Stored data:
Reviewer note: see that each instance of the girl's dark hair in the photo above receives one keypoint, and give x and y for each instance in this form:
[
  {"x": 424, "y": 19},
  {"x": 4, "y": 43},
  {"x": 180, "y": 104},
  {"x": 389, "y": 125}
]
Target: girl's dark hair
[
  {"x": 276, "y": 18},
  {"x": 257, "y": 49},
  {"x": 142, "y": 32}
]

*What you have to do:*
Copy the records above line for line, without changing any character.

*Written answer:*
Reviewer note: see that each instance of the girl's dark hair in the photo above receives one keypoint, and give x and y for each instance in this form:
[
  {"x": 424, "y": 19},
  {"x": 4, "y": 43},
  {"x": 180, "y": 104},
  {"x": 389, "y": 125}
]
Target: girl's dark hair
[
  {"x": 276, "y": 18},
  {"x": 257, "y": 49},
  {"x": 142, "y": 32}
]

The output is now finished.